**Exercise requirements**
Transcribe word for word the lines spanning the line with "Category: dry grass patch" through the end of the records.

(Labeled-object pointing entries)
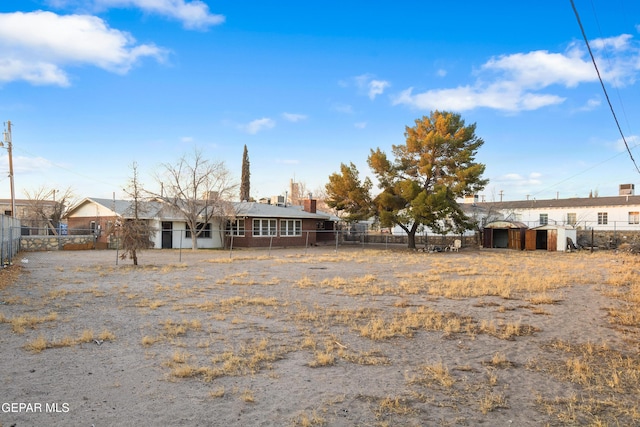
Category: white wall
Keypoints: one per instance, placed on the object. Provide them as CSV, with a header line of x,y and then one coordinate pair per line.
x,y
587,217
180,241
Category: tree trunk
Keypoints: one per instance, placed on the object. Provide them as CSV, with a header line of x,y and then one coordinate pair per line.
x,y
411,236
411,239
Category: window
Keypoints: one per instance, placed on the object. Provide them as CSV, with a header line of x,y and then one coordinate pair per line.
x,y
264,227
235,228
204,234
603,218
291,227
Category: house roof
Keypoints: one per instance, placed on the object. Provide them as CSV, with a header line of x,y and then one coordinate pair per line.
x,y
263,210
158,209
506,224
575,202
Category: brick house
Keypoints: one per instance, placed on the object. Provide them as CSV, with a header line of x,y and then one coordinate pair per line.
x,y
264,225
255,225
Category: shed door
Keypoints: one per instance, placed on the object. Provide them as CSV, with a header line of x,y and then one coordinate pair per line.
x,y
514,239
552,240
530,240
167,235
487,238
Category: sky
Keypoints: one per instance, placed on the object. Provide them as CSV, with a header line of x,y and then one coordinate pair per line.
x,y
92,86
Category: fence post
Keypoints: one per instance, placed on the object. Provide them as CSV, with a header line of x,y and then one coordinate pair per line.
x,y
306,244
2,240
10,255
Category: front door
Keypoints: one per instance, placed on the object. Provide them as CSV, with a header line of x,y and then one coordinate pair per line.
x,y
167,235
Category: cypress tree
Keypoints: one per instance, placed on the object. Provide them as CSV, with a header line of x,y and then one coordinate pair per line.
x,y
245,184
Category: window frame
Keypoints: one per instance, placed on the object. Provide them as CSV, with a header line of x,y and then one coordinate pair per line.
x,y
270,230
544,218
603,218
291,227
233,228
205,234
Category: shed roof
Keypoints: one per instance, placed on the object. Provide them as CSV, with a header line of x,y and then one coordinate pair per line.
x,y
506,224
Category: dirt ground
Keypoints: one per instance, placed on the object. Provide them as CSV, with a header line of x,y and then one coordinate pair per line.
x,y
357,337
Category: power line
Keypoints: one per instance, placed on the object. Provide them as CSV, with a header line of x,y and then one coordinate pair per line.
x,y
604,89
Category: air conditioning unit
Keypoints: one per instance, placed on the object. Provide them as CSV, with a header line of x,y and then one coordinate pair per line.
x,y
627,189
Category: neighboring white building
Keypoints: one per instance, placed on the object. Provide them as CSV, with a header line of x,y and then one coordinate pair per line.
x,y
613,213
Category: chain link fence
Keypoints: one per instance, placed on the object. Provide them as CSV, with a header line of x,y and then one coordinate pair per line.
x,y
10,235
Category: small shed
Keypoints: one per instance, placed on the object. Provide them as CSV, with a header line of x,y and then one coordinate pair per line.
x,y
551,237
504,234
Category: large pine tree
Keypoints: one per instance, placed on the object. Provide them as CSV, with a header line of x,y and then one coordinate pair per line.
x,y
245,180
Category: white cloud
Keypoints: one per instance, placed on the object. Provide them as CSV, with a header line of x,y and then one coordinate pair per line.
x,y
516,82
288,161
37,46
193,14
467,98
259,125
342,108
518,180
632,140
370,86
291,117
591,104
25,165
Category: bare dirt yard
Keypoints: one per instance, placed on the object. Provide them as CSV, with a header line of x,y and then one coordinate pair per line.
x,y
357,337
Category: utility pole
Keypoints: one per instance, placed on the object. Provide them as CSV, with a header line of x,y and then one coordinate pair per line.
x,y
7,141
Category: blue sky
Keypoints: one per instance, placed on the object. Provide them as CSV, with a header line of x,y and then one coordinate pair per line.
x,y
91,86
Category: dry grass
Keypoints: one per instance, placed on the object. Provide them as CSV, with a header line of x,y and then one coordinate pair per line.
x,y
225,320
86,336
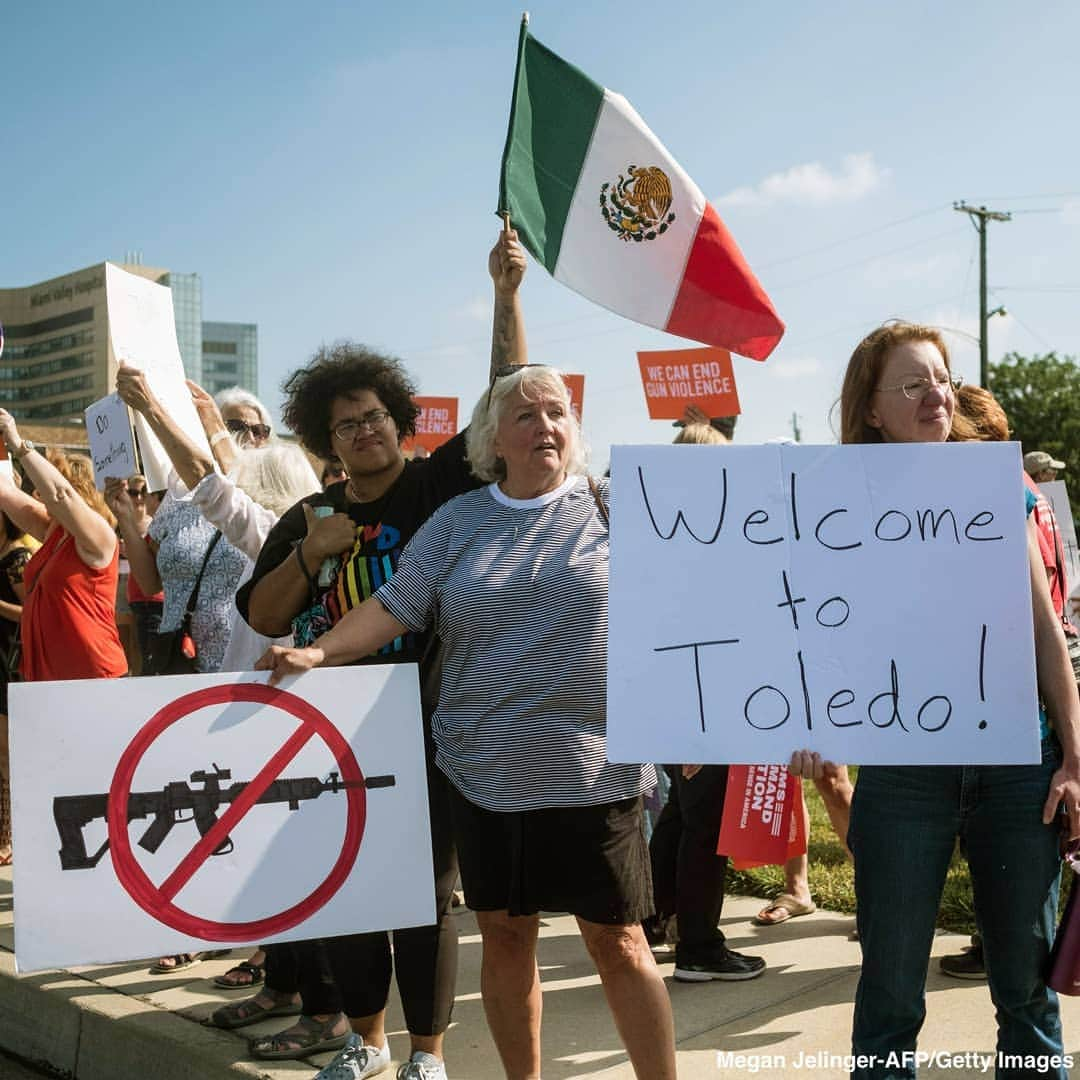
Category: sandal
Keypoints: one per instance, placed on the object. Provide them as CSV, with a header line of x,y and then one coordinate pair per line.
x,y
784,907
251,1011
245,975
307,1036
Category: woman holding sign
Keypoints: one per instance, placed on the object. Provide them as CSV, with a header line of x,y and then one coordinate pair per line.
x,y
905,821
69,620
513,577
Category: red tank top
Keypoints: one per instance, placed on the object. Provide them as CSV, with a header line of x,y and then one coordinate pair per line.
x,y
69,615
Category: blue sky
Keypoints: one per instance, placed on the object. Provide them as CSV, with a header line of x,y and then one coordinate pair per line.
x,y
333,173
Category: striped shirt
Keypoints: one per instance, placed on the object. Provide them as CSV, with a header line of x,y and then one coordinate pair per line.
x,y
517,592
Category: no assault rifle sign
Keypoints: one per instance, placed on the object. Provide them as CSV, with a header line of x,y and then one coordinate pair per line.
x,y
872,603
197,810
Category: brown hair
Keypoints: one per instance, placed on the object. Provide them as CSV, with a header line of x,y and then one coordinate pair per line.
x,y
985,415
79,472
864,369
700,434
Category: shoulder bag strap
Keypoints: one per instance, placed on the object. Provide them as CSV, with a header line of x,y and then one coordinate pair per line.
x,y
37,577
193,598
599,502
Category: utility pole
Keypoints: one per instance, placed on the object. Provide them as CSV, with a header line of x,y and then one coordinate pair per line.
x,y
980,215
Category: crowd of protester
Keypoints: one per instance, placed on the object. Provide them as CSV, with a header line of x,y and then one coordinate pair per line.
x,y
376,557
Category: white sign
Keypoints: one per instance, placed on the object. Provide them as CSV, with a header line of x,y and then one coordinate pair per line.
x,y
202,811
111,440
1058,498
872,603
144,335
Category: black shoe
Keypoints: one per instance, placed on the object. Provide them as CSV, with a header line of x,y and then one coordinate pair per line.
x,y
966,964
702,966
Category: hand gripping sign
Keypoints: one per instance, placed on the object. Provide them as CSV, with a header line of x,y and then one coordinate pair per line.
x,y
281,854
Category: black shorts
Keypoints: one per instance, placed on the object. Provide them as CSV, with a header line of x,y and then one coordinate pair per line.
x,y
590,861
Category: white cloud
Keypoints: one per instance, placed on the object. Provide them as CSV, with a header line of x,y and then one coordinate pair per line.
x,y
812,184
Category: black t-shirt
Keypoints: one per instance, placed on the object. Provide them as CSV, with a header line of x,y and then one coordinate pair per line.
x,y
383,528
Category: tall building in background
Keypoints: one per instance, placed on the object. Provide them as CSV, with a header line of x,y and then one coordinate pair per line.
x,y
187,312
230,356
57,359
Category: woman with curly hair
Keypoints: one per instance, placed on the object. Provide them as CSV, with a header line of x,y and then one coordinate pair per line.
x,y
325,557
69,622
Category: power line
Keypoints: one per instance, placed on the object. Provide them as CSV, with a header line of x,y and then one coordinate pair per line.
x,y
851,239
869,258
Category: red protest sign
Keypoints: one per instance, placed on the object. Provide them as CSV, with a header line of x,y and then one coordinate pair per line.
x,y
436,423
678,377
576,383
157,900
763,817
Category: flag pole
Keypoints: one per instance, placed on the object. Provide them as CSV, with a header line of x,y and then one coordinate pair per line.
x,y
503,210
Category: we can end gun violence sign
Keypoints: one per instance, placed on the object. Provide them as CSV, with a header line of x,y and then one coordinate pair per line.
x,y
872,603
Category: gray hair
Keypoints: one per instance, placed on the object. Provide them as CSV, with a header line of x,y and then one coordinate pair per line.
x,y
275,476
529,382
240,396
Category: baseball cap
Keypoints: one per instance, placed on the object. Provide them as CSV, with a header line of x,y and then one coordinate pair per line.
x,y
1039,460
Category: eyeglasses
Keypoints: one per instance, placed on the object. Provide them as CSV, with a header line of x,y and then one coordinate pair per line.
x,y
348,430
917,389
500,373
239,427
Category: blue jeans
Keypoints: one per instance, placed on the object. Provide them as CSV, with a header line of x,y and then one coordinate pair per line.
x,y
905,822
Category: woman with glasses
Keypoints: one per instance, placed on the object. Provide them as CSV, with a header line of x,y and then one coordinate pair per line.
x,y
325,557
906,820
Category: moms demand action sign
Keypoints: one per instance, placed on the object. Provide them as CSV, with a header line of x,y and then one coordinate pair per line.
x,y
872,603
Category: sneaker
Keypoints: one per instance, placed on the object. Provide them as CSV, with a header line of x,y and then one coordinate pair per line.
x,y
966,964
356,1061
422,1066
715,962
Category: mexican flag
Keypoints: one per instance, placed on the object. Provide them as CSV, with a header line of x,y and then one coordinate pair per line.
x,y
596,198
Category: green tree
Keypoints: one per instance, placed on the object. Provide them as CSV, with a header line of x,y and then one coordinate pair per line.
x,y
1041,397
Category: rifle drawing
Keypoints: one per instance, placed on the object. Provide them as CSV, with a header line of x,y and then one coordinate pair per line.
x,y
178,802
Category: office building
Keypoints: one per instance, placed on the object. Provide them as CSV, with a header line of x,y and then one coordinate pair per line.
x,y
57,358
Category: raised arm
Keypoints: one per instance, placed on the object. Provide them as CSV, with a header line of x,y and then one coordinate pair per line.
x,y
507,267
284,591
360,633
140,555
190,461
24,510
220,442
93,536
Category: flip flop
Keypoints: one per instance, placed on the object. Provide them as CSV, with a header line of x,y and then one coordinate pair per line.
x,y
314,1038
253,972
788,907
242,1013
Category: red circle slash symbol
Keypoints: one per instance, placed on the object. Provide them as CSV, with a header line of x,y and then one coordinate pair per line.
x,y
158,900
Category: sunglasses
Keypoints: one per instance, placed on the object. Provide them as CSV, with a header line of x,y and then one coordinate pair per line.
x,y
501,373
239,427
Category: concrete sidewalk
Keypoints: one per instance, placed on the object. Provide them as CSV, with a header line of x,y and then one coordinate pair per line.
x,y
120,1023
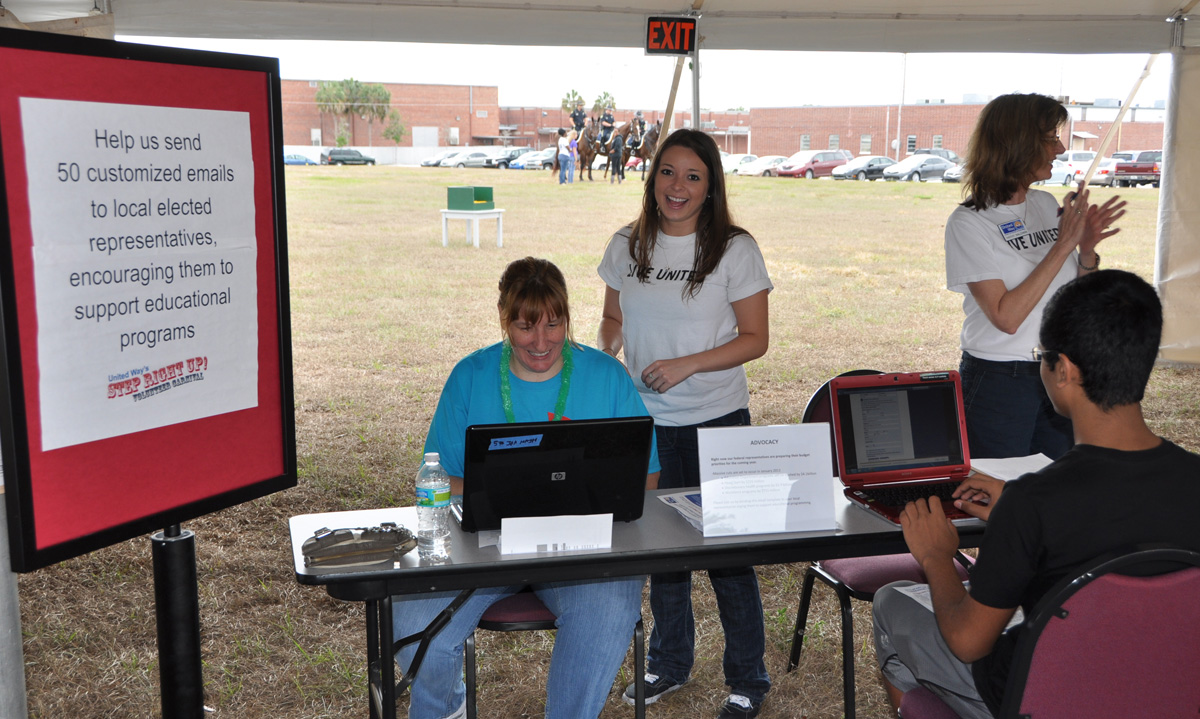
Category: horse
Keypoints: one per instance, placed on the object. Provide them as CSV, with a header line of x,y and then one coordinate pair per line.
x,y
646,148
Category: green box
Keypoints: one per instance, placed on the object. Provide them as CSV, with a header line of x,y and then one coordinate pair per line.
x,y
469,198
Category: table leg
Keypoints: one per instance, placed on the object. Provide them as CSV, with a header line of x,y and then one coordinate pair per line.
x,y
388,664
375,699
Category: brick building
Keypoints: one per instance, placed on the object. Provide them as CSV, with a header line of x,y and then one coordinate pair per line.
x,y
456,115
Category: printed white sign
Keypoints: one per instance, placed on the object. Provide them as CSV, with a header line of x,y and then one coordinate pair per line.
x,y
144,256
757,480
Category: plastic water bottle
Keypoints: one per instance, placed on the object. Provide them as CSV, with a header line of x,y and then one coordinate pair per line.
x,y
432,510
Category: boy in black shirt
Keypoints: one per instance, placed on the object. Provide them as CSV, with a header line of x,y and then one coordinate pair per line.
x,y
1098,341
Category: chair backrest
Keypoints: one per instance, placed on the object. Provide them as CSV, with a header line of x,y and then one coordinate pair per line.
x,y
820,408
1105,643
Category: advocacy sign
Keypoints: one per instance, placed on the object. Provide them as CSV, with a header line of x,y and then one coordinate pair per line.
x,y
145,372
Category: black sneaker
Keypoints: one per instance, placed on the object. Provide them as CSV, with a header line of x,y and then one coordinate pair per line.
x,y
655,689
739,707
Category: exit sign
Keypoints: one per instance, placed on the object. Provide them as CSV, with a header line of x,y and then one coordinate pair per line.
x,y
670,35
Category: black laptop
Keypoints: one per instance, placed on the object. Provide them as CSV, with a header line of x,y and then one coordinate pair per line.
x,y
549,468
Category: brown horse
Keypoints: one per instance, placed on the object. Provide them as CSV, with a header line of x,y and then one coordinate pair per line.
x,y
646,147
588,143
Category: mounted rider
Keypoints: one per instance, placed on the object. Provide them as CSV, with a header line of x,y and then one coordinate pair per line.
x,y
580,117
606,125
636,130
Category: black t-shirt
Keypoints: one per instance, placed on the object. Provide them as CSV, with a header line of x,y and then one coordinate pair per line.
x,y
1091,502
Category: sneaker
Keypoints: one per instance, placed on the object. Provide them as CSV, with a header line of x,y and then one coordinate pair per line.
x,y
655,689
739,707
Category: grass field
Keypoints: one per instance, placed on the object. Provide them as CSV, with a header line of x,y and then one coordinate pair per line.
x,y
379,315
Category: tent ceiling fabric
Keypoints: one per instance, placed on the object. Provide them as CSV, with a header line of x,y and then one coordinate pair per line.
x,y
864,25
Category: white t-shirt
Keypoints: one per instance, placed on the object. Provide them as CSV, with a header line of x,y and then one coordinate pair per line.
x,y
660,323
1002,243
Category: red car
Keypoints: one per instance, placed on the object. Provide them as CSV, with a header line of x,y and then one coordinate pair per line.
x,y
814,163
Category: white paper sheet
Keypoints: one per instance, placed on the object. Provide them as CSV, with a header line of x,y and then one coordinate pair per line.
x,y
527,535
766,479
1011,467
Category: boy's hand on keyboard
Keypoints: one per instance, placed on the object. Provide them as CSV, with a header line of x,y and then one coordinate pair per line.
x,y
977,495
928,533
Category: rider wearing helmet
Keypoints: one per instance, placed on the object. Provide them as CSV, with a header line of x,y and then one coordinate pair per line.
x,y
606,124
637,130
579,117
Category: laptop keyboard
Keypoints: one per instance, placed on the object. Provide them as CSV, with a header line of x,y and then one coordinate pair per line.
x,y
900,495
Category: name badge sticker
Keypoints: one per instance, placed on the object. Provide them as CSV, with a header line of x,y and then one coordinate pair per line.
x,y
1015,227
515,442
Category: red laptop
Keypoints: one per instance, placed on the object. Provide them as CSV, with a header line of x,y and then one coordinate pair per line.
x,y
900,437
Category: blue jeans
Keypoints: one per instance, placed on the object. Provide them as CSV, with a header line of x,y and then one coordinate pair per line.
x,y
564,165
595,624
1008,411
673,640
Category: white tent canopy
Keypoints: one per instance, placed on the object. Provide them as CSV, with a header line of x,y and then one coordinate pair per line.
x,y
850,25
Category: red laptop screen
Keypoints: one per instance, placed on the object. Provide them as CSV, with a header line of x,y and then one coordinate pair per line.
x,y
899,427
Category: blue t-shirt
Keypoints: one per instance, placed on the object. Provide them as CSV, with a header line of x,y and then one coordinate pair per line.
x,y
600,388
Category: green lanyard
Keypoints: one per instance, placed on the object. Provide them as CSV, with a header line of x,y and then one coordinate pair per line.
x,y
507,383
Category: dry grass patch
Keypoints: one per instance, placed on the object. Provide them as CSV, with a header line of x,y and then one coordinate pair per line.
x,y
379,315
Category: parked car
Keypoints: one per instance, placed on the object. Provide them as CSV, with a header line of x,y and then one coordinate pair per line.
x,y
941,153
1105,173
731,162
1060,174
918,167
810,165
1144,169
503,157
765,166
345,156
468,157
297,160
436,160
534,160
1078,161
865,167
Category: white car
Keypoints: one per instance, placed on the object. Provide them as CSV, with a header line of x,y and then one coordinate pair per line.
x,y
731,162
917,167
1078,161
766,166
864,167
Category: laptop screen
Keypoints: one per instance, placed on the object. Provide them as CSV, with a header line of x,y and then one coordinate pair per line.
x,y
893,427
577,467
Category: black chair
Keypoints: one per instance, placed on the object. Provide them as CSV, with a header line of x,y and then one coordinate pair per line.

**Problem solution**
Category: dry grass patch
Keypoints: one per instance, placed on the object. Provide them as CSV, with a header line of x,y and then one coordinate pair per line.
x,y
379,315
Category: parked car
Keypoints: one per instance, placed on the object. Provide them as CSV, with a header line of x,y and then one coordinate pair per line.
x,y
941,153
1105,173
731,162
1060,174
918,167
810,165
1144,169
503,157
765,166
345,156
468,157
297,160
436,160
534,160
1078,161
865,167
Category: white car
Keypoints: one per instance, placed on the object. Provide them as CSV, with a header line of x,y and then one coordinate pair per line.
x,y
731,162
917,167
1078,161
766,166
864,167
Category: laptop screen
Keypoints: one per instance, placed on the object. Provide them as CSV, with a header line of x,y and then one coordinate pair per line.
x,y
893,427
577,467
Category: black chair
Keypoints: one per instance, placed on the object. Provide them as CSV, with a header line of x,y and then one coordinate pair per line.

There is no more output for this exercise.